Mr. Anwar’s defense team portrayed the current case as blatantly political. The accuser testified that two days before the sex allegedly occurred, he met with Mr. Anwar’s political rival, Najib Razak, who was deputy prime minister at the time and who has since become prime minister. It was not made clear in court how a clerk working for the opposition obtained a meeting with Mr. Najib, one of the country’s most powerful men.
Occasionally I get comments saying parents should be arrested for stupidity. If so, Anwar should also be jailed for stupidity because it appears that he was set up, and could not resist the sodomy.

Thursday, January 29, 2015

Family court grapples with vaccine dispute

Here is a Michigan case where a judge was asked to resolve a vaccination disagreement:
Following the parties’ divorce, defendant Richard Kagen discovered that plaintiff Lenore Kagen had discontinued their children’s vaccinations several years earlier [long before the divorce]. The pair could not agree on whether the children’s vaccinations should be updated and brought their dispute before the Oakland Circuit Court.

The circuit court failed to describe the applicable burden of proof and made no consideration of any statutory best interest factor in deciding the matter as required by [precedent]. The court also abused its discretion in excluding from evidence government-issued statements about the safety, potential risks, and benefits of childhood vaccinations. We therefore vacate the circuit court’s June 27, 2013 opinion and order rejecting Mr. Kagen’s bid to vaccinate the children and remand for a continued hearing….

Mrs. Kagen asserted that she maintains religious objections to employing vaccinations that contain poisonous ingredients. She further contended that Mr. Kagen previously shared her concerns and joined her decision to forego further inoculations. Mr. Kagen, on the other hand, claimed that he was blindsided by his ex-wife’s religious reformation and was completely unaware of the cessation of vaccinations until five years later.

## MATERIAL SHOWN

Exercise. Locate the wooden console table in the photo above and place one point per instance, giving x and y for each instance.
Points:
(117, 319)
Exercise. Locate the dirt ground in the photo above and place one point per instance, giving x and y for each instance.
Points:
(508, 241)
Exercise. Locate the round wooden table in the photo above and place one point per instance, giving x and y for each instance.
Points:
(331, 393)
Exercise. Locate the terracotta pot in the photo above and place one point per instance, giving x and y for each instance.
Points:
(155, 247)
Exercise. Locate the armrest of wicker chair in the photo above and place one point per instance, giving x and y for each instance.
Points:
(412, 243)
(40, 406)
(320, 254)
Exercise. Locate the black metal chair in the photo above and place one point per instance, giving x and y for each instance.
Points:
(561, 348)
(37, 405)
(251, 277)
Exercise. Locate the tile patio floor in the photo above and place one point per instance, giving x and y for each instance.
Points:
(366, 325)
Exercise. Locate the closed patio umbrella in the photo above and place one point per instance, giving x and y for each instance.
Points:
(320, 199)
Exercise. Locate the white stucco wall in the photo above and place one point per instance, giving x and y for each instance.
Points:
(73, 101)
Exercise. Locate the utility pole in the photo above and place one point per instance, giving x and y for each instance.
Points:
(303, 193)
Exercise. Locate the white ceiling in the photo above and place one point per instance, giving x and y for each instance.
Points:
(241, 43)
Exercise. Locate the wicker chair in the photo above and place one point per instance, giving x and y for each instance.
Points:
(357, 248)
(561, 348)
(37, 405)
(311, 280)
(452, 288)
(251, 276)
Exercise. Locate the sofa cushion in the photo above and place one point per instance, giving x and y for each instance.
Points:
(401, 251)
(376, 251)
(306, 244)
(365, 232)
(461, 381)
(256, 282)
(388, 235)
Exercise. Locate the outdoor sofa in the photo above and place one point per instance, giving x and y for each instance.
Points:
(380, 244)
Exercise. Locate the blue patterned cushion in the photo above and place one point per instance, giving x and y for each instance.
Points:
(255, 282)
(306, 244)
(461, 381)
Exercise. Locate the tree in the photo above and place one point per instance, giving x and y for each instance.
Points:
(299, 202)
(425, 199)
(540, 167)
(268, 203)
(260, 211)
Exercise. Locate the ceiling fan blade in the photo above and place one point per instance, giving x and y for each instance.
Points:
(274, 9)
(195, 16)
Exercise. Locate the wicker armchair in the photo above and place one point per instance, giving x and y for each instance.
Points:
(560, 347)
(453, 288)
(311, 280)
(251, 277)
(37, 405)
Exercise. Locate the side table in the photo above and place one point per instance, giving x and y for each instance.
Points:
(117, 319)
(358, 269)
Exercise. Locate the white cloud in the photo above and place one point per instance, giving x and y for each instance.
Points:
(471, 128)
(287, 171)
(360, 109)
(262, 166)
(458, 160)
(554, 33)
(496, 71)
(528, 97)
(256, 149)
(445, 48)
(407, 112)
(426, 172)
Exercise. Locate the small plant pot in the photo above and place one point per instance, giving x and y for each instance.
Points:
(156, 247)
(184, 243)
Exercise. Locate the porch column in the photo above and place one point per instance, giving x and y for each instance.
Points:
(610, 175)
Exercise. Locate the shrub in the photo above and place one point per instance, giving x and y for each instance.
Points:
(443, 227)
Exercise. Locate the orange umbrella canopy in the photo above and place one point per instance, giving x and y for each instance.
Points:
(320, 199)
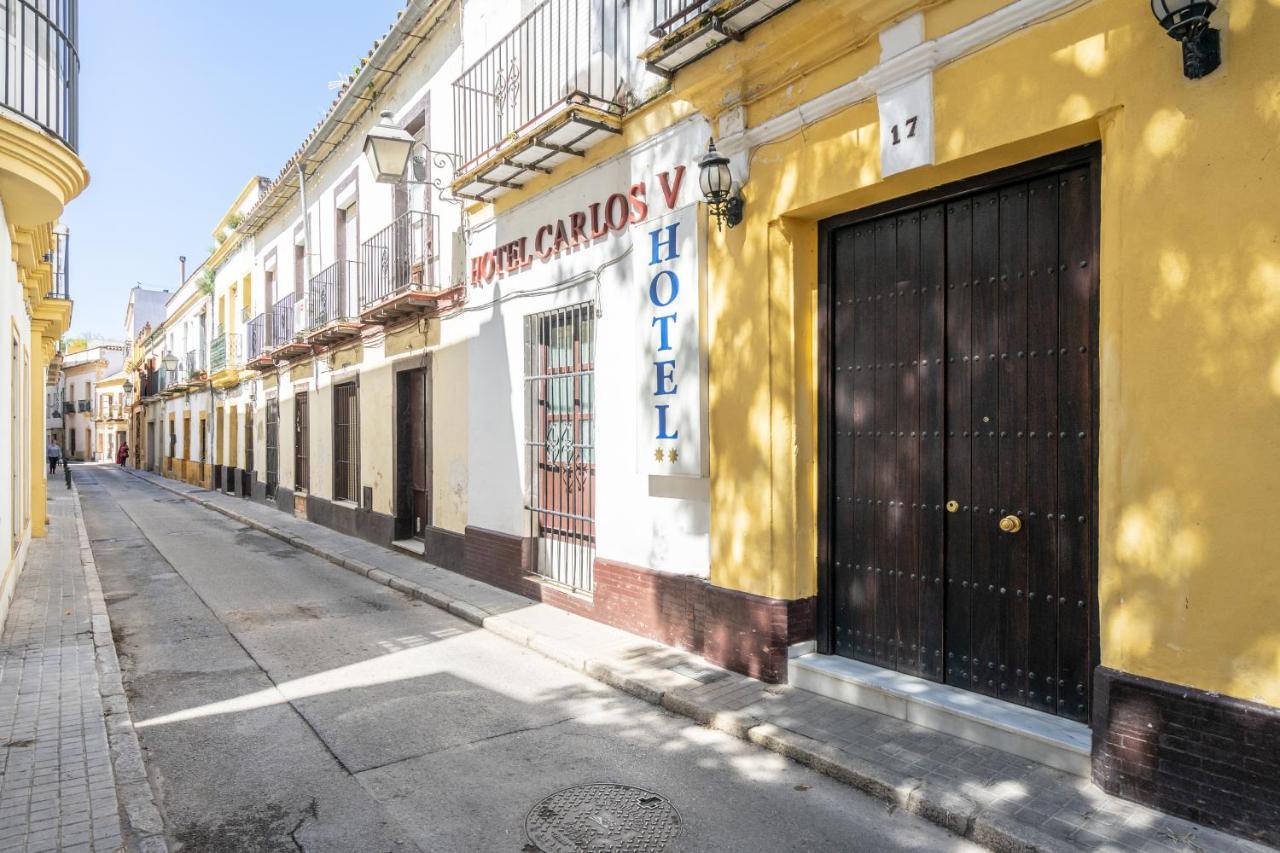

## WHAT THIS TASK INVOLVES
Repeat the part of the text above from "Family court grapples" to "Oakland Circuit Court.", word for word.

## EXPECTED ANSWER
Family court grapples with vaccine dispute

Here is a Michigan case where a judge was asked to resolve a vaccination disagreement:
Following the parties’ divorce, defendant Richard Kagen discovered that plaintiff Lenore Kagen had discontinued their children’s vaccinations several years earlier [long before the divorce]. The pair could not agree on whether the children’s vaccinations should be updated and brought their dispute before the Oakland Circuit Court.